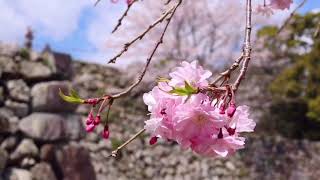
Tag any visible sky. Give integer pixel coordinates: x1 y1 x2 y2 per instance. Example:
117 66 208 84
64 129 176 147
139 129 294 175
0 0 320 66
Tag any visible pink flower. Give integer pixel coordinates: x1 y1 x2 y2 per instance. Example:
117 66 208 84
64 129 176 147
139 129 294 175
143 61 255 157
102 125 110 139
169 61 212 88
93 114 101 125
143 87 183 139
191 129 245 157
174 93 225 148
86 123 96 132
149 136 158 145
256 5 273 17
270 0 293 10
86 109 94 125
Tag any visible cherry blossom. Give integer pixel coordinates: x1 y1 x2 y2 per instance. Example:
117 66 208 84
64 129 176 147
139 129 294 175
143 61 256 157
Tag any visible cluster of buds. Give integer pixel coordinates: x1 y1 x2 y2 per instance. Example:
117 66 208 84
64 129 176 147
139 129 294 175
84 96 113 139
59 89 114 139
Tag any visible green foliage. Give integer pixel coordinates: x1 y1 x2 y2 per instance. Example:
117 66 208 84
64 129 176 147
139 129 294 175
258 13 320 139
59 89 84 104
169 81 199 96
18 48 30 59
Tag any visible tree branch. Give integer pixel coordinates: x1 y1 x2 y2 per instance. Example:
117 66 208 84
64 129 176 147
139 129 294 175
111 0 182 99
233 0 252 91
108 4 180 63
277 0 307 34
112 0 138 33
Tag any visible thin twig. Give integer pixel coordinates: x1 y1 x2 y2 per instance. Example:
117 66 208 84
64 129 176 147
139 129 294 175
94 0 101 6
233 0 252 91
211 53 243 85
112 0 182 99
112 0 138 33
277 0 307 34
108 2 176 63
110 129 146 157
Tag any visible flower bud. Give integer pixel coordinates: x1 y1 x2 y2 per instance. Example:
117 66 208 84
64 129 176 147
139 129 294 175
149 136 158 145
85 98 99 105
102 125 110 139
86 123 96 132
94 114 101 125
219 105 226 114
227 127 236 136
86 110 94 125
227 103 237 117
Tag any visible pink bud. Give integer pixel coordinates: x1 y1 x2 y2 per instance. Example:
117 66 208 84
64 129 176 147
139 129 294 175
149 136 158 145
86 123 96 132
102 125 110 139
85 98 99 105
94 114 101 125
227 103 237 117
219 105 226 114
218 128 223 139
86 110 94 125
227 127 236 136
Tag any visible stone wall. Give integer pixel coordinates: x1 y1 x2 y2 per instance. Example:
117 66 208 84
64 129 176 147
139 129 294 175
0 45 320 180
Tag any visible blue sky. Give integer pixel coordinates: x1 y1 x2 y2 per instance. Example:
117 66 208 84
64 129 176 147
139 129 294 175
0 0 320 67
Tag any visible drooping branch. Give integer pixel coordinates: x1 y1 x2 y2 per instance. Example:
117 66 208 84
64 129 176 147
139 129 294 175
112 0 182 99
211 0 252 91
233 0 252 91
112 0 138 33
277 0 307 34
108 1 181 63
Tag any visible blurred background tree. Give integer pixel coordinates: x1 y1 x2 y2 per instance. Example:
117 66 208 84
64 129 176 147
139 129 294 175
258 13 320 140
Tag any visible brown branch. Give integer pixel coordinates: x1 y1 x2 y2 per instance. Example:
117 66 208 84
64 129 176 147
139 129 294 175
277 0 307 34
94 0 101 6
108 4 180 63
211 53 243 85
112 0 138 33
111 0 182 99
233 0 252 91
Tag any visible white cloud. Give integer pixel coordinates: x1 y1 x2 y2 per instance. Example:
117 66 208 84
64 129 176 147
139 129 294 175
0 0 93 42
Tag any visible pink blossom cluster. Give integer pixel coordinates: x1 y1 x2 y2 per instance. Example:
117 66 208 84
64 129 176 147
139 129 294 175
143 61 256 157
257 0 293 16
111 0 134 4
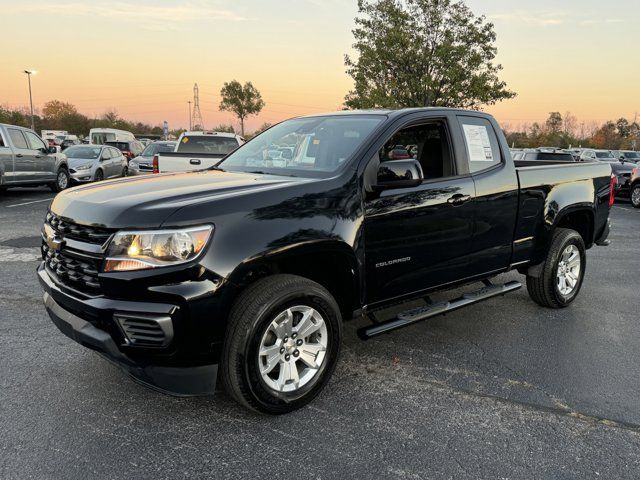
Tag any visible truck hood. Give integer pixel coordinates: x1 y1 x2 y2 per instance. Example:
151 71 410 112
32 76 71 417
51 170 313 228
++++++++++++++++++++
Aim of the task:
Rewrite all of the material above with "Tag" replaced by "Mark" and every other character kept the same. Leave out the pictures.

Correct result:
Mark any visible sky. Give integer pixel coordinates: x1 y1 x2 y2 per instance. Example:
117 66 208 84
64 129 176 147
139 129 294 175
0 0 320 66
Mark any visible pink flower. Give integer pixel coordinates: x1 y1 x2 y2 per instance. Example:
117 66 208 84
64 129 176 147
139 129 294 175
143 61 255 157
102 125 110 139
169 61 212 88
93 114 101 125
143 87 183 139
191 129 245 157
174 93 225 148
86 123 96 132
149 136 158 145
256 5 273 17
270 0 293 10
86 109 94 125
Mark any visible cherry blossom. Give integer pixel coordinates: x1 y1 x2 y2 per instance. Example:
117 66 208 84
64 129 176 147
139 129 294 175
143 61 256 157
Mark any visible cluster of buds. Give integer pixel coordinates: x1 y1 x2 y2 per instance. Example:
117 66 208 84
64 129 176 147
139 129 294 175
84 96 113 139
59 89 114 139
Mark any visible green foliage. Give integer pixel coordinates: x1 y1 x2 y2 per instance. Example:
117 66 208 84
64 129 176 147
139 129 294 175
258 13 320 139
59 89 84 104
169 81 199 96
18 48 30 59
Mark any visible tree branch. Give integer pixel coordinates: x1 y1 x2 y2 per instance. Example:
117 66 208 84
64 129 176 147
139 129 294 175
111 0 182 99
233 0 252 91
108 4 180 63
277 0 307 34
112 0 138 33
Mark any visible thin twig. Give integer pixel coordinates: x1 y1 x2 y2 per instance. Example:
117 66 208 84
64 129 176 147
139 129 294 175
94 0 101 6
233 0 252 91
211 53 243 85
112 0 182 99
112 0 138 33
277 0 307 34
108 2 176 63
110 129 146 157
Mark any visible flower bud. Give integer pixel coordinates: x1 y1 x2 y2 per instance. Example:
117 66 208 84
64 129 176 147
139 129 294 175
149 136 158 145
85 98 99 105
102 125 110 139
86 123 96 132
94 114 101 125
219 105 226 114
227 127 236 136
86 110 94 125
227 103 237 117
Mark any visible pink bud. Give integer pixel coordinates: x1 y1 x2 y2 per instance. Example:
117 66 208 84
64 129 176 147
139 129 294 175
149 136 158 145
86 123 96 132
102 125 110 139
85 98 99 105
94 114 101 125
227 103 237 117
219 105 226 114
218 128 223 139
86 110 94 125
227 127 236 136
Mark any visible stone wall. Give integer pixel coordinates: x1 y1 x2 y2 per instance. Example:
117 66 208 84
64 129 176 147
139 129 294 175
0 45 320 180
Mark any visible blue sky. Give integer pixel coordinates: x1 y1 x2 y2 per instance. Example:
117 66 208 84
64 129 176 147
139 129 294 175
0 0 320 67
Mark any visible drooping branch. Give integer pixel coordinates: x1 y1 x2 y2 per instance. Example:
117 66 208 84
64 129 176 147
139 129 294 175
112 0 182 99
211 0 252 91
233 0 252 91
112 0 138 33
277 0 307 34
108 1 181 63
Mark any visible blurred background tree. Give integer pixel coordinates: x1 y1 x2 y2 per instance. Example:
117 66 208 84
64 129 176 147
139 129 294 175
258 13 320 140
Mark any visible brown branch. Give integer pixel coordinates: x1 y1 x2 y2 per instance. Example:
117 66 208 84
64 129 176 147
139 129 294 175
277 0 307 34
94 0 101 6
108 4 180 63
211 53 243 85
112 0 138 33
111 0 182 99
233 0 252 91
Mark any visible white cloud. Give integer pixel coordinates: x1 y1 x2 y2 per instance. Example:
117 66 208 84
64 129 176 147
139 129 294 175
0 0 93 42
Mark any visible pink blossom cluster. Give integer pixel coordinates: x1 y1 x2 y2 per instance. Example:
117 66 208 84
64 129 176 147
139 129 294 175
143 61 256 157
257 0 293 16
111 0 134 4
Mark any visible truck hood. Give integer pixel coordinates: x1 y1 x2 y2 per instance. Example:
151 71 410 112
32 76 71 417
51 170 313 228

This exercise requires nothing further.